Source extract –
========
Doug Cutting wrote:
> Jim Kellerman wrote:
>> Yes, multiplexing a socket is more complicated than having one socket
>> per file, but saving system resources seems like a way to scale.
>>
>> Questions? Comments? Opinions? Flames?
>
> Note that Hadoop RPC already multiplexes, sharing a single socket per
> pair of JVMs. It would be possible to multiplex datanode, and should
> not in theory significantly impact performance, but, as you indicate,
> it would be a significant change. One approach might be to implement
> HDFS data access using RPC rather than directly using stream i/o.
>
> RPC also tears down idle connections, which HDFS does not. I wonder
> how much doing that alone might help your case? That would probably
> be much simpler to implement. Both client and server must already
> handle connection failures, so it shouldn't be too great of a change
> to have one or both sides actively close things down if they're idle
> for more than a few seconds. This is related to adding write timeouts
> to the datanode (HADOOP-2346).
Doug,
Dhruba and I had discussed using RPC in the past. While RPC is a
cleaner interface and our rpc implementation has
features such sharing connection, closing idle connections etc,
streaming IO lets to pipe large amounts
of data without the request/response exchange.
The worry was that IO performance would degrade.
BTW, NFS uses rpc (NFS does not have the write pipeline for replicas)
sanjay
>
> Doug
|
========
Data listing –
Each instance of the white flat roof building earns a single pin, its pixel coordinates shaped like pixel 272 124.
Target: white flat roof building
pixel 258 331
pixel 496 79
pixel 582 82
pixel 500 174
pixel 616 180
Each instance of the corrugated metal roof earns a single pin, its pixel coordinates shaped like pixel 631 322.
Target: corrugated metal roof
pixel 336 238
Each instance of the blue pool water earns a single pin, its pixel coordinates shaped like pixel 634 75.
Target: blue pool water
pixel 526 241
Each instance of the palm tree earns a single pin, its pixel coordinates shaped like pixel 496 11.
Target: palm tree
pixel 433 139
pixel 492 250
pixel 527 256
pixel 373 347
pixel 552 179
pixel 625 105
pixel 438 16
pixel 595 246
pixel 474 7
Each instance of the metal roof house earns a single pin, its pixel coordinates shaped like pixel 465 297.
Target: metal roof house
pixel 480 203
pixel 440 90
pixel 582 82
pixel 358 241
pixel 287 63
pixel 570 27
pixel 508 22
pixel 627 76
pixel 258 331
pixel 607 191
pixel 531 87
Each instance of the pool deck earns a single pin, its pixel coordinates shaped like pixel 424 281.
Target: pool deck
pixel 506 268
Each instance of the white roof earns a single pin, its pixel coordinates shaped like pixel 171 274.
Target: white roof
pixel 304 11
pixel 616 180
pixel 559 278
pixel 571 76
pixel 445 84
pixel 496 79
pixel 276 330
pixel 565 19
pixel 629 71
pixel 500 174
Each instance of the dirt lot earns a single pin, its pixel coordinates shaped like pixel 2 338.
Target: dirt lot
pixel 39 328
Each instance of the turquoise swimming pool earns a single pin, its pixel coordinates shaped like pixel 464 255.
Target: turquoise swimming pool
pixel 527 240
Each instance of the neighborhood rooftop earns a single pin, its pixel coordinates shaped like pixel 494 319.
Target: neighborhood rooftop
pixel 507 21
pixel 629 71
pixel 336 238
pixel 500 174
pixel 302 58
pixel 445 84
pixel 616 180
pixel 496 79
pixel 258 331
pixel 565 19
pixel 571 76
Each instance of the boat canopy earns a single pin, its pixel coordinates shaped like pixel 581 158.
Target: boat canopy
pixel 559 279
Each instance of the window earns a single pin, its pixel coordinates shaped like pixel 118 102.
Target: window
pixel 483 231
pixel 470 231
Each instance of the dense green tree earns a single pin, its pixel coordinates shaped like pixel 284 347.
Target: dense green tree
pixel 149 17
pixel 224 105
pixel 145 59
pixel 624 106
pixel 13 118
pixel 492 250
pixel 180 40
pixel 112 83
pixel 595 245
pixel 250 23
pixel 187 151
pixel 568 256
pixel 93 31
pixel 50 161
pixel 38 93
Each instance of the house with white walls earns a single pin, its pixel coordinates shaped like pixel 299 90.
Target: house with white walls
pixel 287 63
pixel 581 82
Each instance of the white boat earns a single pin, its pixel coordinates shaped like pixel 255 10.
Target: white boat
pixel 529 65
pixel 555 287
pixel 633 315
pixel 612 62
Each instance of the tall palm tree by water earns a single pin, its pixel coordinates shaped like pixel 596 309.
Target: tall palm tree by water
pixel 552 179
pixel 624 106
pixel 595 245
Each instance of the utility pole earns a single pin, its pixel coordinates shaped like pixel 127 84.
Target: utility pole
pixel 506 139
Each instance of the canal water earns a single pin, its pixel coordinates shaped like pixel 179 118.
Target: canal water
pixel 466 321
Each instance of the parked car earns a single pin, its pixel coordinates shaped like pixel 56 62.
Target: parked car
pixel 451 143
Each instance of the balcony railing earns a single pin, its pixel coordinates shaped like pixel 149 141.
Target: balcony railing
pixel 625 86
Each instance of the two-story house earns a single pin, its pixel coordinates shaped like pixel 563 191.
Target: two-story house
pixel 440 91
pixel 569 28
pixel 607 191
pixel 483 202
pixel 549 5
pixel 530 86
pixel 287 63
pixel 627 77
========
What is being asked – What issue identifier does the thread on multiplexing datanode sockets give for adding write timeouts to the datanode?

Solution to the problem – HADOOP-2346